━━━ PAGE TEXT
Steven Robinson ASE is an Australian film editor, who works on cinema and television projects, notable for his editing on the Kath & Kim comedy series and the feature film Kath & Kimderella (2012).

He has won multiple awards, including two AFI Awards awards for Best Editing on the feature documentaries In the Shadow of the Hill (2016) and Inside the Firestorm (2010), and Best Editing at the Australian Screen Editors Awards for Choir of Hard Knocks (2007). He has been nominated ten times for Best Editing at the Australian Screen Editors Awards.

Other significant credits include:
"In the Shadow of the Hill" Winner Best Australian Documentary Sydney Film Festival 2016
 Putuparri and the Rainmakers (feature documentary) Winner First Prize CinefestOz 2015 
 First Contact (factual series) Winner Most Outstanding Factual Program Logies 2015
 Sperm Donors Anonymous, (documentary film) 
 It's a Date  ""Whatever Happened to that Guy"; "Driven Crazy" (comedy series)
━━━━━━
━━━ GIVEN DATA
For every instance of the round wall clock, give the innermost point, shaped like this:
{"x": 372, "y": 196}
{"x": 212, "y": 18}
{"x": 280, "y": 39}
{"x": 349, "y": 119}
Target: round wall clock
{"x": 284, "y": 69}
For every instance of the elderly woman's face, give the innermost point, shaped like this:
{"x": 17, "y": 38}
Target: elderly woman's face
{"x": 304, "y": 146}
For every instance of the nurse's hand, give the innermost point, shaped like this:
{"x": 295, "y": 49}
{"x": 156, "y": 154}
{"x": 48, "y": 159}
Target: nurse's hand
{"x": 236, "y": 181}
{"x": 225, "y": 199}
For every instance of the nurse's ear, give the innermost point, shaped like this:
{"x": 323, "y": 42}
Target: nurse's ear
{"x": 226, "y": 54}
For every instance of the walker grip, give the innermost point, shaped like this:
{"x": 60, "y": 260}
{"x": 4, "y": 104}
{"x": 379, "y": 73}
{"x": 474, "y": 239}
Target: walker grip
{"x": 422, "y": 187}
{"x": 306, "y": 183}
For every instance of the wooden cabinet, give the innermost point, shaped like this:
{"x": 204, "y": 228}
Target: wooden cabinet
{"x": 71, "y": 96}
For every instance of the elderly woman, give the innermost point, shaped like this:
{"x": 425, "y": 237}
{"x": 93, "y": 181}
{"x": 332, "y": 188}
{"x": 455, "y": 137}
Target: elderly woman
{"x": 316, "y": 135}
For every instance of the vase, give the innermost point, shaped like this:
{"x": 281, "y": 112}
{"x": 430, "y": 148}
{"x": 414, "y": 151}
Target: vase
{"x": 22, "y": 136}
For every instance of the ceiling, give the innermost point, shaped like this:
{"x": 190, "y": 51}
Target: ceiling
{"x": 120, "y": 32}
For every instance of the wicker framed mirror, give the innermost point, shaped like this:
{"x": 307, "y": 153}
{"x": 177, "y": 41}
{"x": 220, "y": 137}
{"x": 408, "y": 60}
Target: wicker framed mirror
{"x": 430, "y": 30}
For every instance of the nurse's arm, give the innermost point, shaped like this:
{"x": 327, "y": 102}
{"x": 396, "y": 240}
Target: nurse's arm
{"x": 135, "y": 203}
━━━━━━
**THE TASKS**
(1) From the Steven Robinson biography, reproduce word for word the part that opens with the words containing "Other significant credits" and closes with "Anonymous, (documentary film)".
(2) Answer these questions using the Steven Robinson biography:
(a) What feature film from 2012 did he edit?
(b) How many times has he been nominated for Best Editing at the Australian Screen Editors Awards?
(c) What did Putuparri and the Rainmakers win?

**ANSWERS IN ORDER**
(1)
Other significant credits include:
"In the Shadow of the Hill" Winner Best Australian Documentary Sydney Film Festival 2016
 Putuparri and the Rainmakers (feature documentary) Winner First Prize CinefestOz 2015 
 First Contact (factual series) Winner Most Outstanding Factual Program Logies 2015
 Sperm Donors Anonymous, (documentary film)

(2)
(a) Kath & Kimderella
(b) Ten times
(c) First Prize at CinefestOz 2015